╭─ EXCERPT

Hazard stalks us everywhere. When bombs are not exploding, we face more mundane threats: food laced with toxins, worsening air pollution and the presence of dangerous equipment and vehicles in the midst of residential areas. Only weeks ago, we had pointed out the risks of allowing a parking stand for oil tankers to be located in a crowded residential area in the heart of Karachi. Several people have been killed in accidents with these tankers. We now have yet another incident. Lives were mercifully spared, but that could easily not have been the case. We cannot depend indefinitely on luck.
An oil tanker, which some eyewitnesses say was being driven recklessly, overturned near Bilawal Chowrangi in Karachi and spilled 56,000 litres of oil, intended for Nato forces, on the roads from the site to Boat Basin. A single dropped match or cigarette, a spark from a welding shop or an accident caused by a skidding car could have sparked an inferno in one of the busiest areas of our largest city. Why, despite numerous such events, do we not come to our senses? Have we lost all value for human life? Have city authorities lost the capacity to act and take necessary measures? Has our law enforcement mechanism broken down to a point where it has become impossible to enforce orders?
There is probably some element from each of the above factors in the situation we face. It is vital that this be acknowledged and measures taken to keep people safe. Too little effort is made at present. Increasingly, we seem to be becoming indifferent to death and suffering. Perhaps this is the outcome of the terrorism that has over the last five years claimed thousands of lives. The bomb blasts and the shootings have affected us deeply as a society. Perhaps they have tied in with other problems to present a new degree of danger to life and to public safety.
Published in The Express Tribune, July 14th, 2010.

╰─
╭─ DATASET RECORDS

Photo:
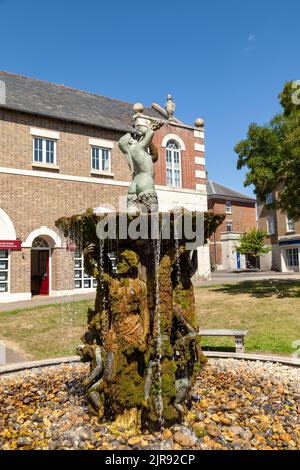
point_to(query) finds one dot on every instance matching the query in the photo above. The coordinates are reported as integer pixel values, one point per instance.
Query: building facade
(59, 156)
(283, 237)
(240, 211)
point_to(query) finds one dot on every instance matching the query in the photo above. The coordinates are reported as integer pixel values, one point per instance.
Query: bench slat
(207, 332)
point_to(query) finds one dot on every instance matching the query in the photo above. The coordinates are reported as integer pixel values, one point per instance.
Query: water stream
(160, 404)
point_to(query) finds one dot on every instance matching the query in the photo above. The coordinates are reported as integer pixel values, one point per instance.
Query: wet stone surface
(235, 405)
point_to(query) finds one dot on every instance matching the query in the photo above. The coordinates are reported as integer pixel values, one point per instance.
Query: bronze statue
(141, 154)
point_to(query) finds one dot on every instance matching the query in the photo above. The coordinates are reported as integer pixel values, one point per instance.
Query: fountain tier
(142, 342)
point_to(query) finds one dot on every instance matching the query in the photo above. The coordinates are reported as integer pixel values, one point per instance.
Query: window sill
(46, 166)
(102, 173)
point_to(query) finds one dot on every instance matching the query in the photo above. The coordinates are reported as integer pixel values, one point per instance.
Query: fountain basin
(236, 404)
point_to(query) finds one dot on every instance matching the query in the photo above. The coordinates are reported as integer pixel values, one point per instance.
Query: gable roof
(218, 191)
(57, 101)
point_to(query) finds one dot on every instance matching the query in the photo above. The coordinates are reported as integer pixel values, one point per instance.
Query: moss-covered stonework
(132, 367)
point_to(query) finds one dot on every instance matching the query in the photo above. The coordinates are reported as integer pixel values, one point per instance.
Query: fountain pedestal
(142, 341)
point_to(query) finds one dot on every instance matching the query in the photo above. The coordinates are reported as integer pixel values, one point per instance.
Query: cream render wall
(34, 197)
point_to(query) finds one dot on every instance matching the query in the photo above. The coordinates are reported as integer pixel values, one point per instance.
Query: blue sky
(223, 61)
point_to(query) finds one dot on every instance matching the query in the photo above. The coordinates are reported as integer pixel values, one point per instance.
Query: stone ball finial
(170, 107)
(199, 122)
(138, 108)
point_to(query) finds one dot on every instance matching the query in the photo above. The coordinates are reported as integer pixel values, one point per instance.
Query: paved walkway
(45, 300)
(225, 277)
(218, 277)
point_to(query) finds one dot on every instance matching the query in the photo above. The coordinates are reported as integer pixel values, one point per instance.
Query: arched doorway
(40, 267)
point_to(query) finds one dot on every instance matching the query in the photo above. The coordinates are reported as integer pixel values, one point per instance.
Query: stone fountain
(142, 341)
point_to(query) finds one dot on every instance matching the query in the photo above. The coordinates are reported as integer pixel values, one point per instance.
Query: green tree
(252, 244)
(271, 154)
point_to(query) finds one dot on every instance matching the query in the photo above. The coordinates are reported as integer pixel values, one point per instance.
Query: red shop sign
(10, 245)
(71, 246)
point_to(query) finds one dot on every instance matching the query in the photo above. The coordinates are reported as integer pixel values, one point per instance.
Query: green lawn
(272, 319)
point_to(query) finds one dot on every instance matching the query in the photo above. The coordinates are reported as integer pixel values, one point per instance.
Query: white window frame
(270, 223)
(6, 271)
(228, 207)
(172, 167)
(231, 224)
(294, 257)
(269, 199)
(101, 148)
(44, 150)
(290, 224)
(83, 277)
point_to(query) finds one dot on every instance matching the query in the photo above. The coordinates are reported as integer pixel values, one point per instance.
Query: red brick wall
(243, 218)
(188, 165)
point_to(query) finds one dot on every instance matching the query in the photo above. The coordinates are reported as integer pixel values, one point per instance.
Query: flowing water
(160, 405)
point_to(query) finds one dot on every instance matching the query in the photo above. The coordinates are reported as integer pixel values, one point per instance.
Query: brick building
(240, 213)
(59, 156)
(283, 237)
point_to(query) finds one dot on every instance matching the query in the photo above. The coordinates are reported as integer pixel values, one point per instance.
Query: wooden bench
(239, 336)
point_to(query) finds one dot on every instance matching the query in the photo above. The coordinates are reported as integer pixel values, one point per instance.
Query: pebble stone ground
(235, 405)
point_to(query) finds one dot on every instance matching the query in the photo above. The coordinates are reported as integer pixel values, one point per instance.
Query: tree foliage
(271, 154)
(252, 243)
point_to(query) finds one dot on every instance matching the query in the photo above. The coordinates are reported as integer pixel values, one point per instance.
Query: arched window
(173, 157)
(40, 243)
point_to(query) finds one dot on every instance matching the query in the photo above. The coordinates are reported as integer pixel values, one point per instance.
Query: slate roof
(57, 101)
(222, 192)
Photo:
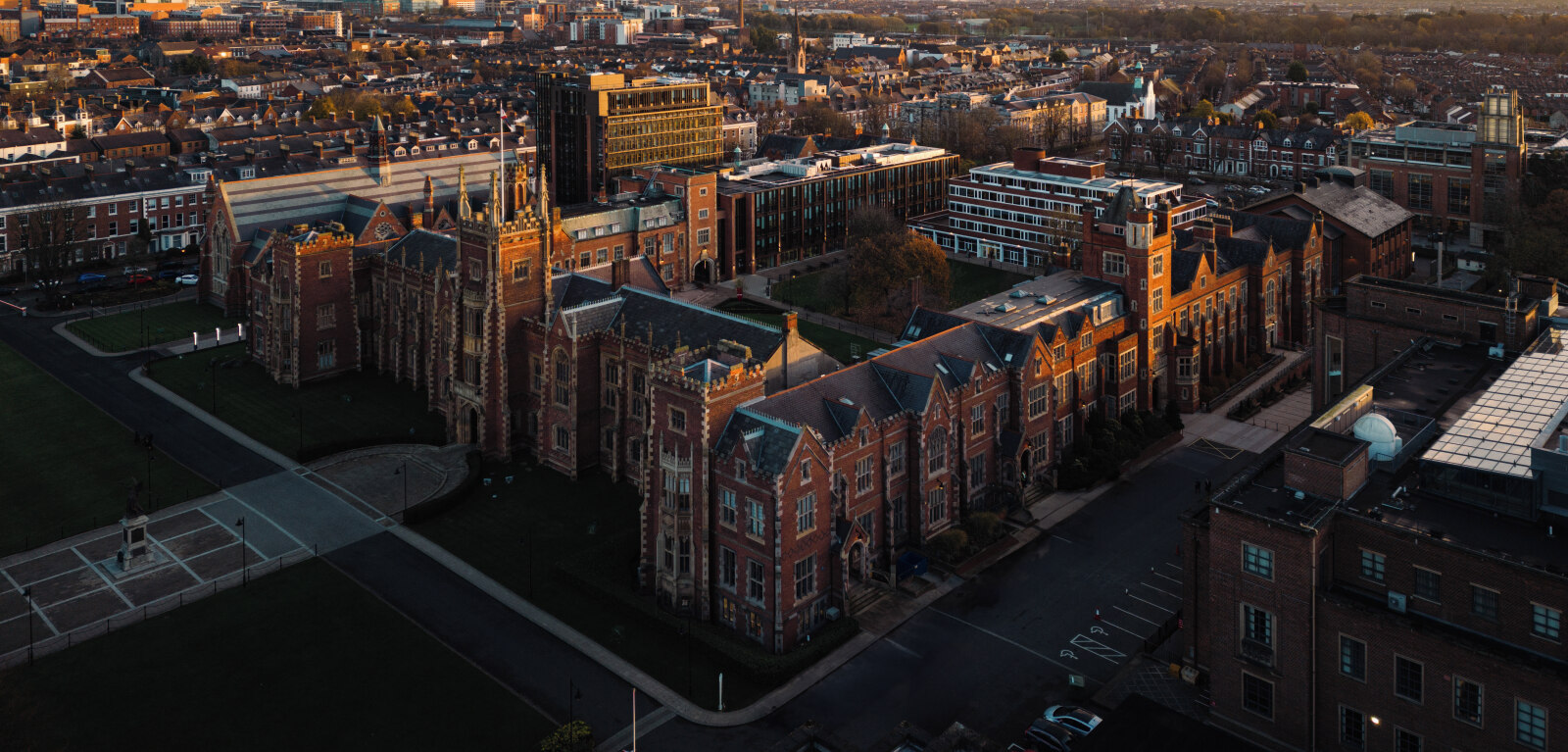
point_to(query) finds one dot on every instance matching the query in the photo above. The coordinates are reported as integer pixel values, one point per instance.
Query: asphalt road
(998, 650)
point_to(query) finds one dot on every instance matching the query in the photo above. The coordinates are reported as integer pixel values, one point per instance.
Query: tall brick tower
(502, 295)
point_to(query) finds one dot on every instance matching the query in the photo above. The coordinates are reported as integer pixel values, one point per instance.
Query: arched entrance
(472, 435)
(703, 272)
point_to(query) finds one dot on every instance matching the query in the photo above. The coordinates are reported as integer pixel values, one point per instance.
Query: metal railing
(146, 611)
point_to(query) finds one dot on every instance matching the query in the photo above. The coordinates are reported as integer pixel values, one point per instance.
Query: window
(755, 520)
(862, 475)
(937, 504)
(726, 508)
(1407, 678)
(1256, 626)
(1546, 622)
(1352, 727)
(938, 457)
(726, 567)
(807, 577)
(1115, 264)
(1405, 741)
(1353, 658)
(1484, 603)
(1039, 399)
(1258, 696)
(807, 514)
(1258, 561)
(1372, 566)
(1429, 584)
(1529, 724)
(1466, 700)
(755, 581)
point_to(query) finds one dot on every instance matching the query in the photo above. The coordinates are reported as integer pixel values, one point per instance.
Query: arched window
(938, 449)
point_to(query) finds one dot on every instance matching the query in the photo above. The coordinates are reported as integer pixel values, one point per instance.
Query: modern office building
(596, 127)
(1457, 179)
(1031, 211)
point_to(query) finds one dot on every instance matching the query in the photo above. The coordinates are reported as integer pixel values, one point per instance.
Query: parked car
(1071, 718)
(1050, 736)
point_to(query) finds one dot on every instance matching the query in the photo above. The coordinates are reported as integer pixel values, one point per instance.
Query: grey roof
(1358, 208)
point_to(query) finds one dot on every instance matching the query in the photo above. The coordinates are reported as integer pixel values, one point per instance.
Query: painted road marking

╰─

*CHECK YOUR UNDERSTANDING:*
**1.** According to the article on the Karachi oil tanker spill, how many liters of oil did the overturned tanker spill?
**2.** Duplicate the passage of the article on the Karachi oil tanker spill from "Hazard stalks us" to "indefinitely on luck.".

*OUTPUTS FOR THE TASKS:*
**1.** 56,000 liters.

**2.**
Hazard stalks us everywhere. When bombs are not exploding, we face more mundane threats: food laced with toxins, worsening air pollution and the presence of dangerous equipment and vehicles in the midst of residential areas. Only weeks ago, we had pointed out the risks of allowing a parking stand for oil tankers to be located in a crowded residential area in the heart of Karachi. Several people have been killed in accidents with these tankers. We now have yet another incident. Lives were mercifully spared, but that could easily not have been the case. We cannot depend indefinitely on luck.